Exercise description:
Copy the items below word for word, starting at the line containing "Should you be willing to segment every instance of the arched" and ending at the line containing "M 128 64 L 128", with both of those lines included.

Data extract:

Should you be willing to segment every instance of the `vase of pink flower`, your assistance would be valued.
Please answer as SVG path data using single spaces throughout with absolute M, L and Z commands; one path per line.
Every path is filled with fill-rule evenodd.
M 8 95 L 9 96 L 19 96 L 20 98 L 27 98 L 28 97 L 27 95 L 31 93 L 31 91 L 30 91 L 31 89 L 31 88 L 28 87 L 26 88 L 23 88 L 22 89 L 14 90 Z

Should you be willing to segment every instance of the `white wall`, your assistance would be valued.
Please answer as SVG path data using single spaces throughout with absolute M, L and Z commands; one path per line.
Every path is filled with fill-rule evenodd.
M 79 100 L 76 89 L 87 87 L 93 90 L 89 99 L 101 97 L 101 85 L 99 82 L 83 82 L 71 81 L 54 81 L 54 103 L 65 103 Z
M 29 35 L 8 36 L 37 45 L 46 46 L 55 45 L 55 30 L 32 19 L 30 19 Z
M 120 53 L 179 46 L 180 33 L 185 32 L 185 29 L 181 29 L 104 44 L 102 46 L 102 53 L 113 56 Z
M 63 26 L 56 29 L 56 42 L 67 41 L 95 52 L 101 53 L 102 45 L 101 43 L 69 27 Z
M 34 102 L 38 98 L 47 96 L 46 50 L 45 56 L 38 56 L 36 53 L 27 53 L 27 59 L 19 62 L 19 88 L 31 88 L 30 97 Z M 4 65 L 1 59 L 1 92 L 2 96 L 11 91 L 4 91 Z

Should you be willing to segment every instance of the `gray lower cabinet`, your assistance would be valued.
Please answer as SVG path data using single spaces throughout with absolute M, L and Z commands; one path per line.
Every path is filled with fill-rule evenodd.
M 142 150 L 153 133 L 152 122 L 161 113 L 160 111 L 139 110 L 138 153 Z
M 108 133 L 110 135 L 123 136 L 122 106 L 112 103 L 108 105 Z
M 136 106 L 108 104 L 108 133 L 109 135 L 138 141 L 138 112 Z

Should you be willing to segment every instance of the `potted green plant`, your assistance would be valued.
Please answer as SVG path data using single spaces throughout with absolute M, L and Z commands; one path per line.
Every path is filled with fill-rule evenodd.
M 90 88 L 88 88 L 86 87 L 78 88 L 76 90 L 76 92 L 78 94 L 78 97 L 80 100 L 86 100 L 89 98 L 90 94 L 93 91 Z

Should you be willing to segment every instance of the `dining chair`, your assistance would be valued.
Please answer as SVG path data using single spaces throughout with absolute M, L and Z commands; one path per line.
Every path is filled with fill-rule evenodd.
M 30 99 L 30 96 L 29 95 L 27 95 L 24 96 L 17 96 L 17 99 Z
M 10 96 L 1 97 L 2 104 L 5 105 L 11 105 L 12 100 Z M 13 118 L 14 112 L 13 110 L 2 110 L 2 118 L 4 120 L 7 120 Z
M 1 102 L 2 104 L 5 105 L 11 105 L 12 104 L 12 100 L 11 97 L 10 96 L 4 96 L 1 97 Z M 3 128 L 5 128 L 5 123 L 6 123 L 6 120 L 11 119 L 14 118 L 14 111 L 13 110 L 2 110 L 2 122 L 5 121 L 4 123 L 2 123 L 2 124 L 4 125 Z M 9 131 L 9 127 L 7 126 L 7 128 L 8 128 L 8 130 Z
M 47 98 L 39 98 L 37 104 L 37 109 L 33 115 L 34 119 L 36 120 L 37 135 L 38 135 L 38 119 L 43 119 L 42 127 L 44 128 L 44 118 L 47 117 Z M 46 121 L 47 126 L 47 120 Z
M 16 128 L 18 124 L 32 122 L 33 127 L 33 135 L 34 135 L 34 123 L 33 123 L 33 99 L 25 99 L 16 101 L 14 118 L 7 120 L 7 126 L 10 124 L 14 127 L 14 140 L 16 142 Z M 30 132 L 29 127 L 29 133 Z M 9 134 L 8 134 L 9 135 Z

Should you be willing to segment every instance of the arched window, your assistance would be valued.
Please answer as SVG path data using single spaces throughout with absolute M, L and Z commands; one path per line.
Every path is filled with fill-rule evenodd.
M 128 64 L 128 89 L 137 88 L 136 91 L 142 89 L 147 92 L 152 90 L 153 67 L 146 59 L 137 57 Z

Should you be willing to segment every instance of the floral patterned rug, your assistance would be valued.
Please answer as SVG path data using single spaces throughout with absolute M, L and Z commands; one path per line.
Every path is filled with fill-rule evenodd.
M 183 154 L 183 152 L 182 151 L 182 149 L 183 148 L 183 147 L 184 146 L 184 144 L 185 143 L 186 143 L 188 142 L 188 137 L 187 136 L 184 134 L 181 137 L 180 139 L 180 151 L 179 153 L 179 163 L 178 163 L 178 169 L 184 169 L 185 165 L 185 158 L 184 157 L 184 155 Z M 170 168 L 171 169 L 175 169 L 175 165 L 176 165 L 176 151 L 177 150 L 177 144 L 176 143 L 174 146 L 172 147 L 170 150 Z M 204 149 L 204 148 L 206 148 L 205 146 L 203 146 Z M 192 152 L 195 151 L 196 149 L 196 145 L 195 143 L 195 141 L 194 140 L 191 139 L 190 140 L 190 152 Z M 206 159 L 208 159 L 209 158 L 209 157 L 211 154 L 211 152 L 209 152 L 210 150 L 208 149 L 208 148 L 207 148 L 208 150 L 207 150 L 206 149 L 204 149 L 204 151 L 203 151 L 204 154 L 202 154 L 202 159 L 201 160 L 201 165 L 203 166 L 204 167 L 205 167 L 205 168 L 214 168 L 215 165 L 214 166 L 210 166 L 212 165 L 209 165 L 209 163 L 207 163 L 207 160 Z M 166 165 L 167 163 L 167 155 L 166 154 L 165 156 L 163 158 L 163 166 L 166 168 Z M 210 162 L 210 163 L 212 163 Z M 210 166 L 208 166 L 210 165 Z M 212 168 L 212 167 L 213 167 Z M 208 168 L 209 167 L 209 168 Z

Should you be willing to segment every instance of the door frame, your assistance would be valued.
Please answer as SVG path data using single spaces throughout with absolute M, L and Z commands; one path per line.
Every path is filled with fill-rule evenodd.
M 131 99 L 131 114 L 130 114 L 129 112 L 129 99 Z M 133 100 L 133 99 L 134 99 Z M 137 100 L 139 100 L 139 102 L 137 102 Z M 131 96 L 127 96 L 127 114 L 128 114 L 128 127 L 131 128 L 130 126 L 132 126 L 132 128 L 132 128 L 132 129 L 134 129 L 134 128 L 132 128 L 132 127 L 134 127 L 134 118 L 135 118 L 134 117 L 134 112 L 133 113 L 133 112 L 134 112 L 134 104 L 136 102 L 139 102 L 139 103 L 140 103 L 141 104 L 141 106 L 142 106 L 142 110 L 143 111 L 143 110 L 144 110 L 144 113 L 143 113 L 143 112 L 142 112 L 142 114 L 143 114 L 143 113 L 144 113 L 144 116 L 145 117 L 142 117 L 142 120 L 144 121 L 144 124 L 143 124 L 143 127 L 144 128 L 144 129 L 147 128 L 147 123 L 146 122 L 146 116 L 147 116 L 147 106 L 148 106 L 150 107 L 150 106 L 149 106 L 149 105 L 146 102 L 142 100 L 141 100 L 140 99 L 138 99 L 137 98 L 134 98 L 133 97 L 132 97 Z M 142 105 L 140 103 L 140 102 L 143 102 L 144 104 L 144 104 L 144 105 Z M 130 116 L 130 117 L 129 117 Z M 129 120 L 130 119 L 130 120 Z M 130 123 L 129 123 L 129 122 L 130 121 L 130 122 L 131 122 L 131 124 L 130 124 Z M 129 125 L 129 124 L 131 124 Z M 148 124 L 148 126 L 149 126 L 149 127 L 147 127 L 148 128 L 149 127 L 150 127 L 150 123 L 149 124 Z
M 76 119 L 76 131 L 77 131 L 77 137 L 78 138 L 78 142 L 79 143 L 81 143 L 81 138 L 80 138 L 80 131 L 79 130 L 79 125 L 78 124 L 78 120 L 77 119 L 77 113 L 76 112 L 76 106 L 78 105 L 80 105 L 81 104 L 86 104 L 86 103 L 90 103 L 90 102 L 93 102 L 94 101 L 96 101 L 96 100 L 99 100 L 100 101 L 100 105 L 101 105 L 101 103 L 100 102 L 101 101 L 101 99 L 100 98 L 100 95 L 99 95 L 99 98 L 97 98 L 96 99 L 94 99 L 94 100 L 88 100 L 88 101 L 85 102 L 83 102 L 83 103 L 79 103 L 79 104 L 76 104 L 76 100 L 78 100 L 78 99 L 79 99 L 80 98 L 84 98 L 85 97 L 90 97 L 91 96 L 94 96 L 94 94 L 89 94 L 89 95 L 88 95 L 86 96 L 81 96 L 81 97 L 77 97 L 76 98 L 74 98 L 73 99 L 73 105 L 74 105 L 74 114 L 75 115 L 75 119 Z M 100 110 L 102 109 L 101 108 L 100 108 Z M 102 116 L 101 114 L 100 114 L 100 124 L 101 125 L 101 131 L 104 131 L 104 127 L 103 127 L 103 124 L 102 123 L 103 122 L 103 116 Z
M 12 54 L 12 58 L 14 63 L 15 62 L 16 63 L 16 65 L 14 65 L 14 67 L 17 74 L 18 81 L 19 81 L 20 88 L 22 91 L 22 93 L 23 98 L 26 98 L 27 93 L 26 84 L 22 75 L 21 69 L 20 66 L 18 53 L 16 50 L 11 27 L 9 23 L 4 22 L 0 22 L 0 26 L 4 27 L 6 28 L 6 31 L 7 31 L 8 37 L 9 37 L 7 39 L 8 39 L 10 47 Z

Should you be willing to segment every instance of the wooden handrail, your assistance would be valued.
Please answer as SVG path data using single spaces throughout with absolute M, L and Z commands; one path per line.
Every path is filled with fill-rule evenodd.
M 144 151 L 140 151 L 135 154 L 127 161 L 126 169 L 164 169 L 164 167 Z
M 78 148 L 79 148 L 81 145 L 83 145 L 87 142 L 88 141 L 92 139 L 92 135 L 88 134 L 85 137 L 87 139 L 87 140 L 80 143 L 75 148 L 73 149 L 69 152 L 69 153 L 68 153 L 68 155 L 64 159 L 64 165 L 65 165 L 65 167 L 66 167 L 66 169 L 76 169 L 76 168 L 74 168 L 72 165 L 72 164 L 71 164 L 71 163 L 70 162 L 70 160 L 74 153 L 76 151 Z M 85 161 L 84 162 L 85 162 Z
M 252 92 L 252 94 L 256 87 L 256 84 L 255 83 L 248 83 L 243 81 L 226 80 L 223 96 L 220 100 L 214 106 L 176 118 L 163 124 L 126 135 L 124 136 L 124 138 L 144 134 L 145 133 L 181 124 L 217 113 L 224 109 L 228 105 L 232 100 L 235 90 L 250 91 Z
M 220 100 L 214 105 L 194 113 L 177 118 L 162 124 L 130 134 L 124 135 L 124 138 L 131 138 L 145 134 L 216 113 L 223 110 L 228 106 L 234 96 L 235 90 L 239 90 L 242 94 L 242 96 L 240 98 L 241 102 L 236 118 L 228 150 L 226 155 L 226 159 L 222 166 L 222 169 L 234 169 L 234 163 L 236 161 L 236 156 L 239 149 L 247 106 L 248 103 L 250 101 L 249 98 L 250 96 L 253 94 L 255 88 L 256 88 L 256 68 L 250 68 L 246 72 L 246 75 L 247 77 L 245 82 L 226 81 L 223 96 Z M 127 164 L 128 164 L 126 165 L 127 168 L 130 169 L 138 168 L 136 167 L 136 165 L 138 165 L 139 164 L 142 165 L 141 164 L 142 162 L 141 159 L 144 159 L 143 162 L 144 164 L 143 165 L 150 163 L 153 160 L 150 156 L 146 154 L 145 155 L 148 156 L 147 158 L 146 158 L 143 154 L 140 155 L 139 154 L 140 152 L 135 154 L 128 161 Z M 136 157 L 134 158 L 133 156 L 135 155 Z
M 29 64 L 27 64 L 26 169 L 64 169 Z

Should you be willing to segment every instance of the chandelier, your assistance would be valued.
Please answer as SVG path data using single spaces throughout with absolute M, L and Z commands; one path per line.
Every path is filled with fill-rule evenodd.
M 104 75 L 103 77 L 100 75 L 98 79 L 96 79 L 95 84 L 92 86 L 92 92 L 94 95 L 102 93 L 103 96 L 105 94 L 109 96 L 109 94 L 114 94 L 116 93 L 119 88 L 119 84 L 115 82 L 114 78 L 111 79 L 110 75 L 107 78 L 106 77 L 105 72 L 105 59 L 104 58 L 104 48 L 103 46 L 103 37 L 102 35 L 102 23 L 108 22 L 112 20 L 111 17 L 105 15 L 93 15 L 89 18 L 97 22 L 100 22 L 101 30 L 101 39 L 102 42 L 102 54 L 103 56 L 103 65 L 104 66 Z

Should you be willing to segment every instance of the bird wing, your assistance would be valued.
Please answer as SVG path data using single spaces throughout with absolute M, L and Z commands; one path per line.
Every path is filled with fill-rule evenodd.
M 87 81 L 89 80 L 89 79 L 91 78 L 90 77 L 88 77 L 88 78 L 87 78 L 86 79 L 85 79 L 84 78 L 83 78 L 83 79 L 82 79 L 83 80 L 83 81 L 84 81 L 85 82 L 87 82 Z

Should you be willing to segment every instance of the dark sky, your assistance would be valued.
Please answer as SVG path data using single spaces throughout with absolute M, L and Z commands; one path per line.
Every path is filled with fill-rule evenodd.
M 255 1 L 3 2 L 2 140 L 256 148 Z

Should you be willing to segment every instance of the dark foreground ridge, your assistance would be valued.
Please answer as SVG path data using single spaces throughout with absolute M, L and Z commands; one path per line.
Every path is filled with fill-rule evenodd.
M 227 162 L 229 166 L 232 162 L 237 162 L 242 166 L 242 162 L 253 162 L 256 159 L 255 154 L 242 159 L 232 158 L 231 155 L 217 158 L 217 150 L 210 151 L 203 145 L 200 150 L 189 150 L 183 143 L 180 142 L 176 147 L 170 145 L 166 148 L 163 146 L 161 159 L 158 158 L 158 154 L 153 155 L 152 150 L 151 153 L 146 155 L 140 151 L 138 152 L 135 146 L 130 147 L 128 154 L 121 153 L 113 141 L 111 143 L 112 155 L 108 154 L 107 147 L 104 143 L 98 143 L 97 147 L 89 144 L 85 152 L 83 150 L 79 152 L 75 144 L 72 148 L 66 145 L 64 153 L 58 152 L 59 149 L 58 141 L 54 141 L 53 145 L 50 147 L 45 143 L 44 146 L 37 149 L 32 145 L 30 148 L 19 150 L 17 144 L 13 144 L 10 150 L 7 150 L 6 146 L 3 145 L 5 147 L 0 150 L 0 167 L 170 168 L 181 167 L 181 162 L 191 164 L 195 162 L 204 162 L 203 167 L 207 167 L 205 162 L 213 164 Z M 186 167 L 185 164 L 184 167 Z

Complete answer:
Should you be willing to segment every instance of the arched window, your assistance would be valued.
Please answer as SVG path data using single spaces throughout with absolute M, L and Z commands; one path per line.
Every path is filled with fill-rule evenodd.
M 128 64 L 128 89 L 137 88 L 136 91 L 142 89 L 147 92 L 152 90 L 153 67 L 146 59 L 137 57 Z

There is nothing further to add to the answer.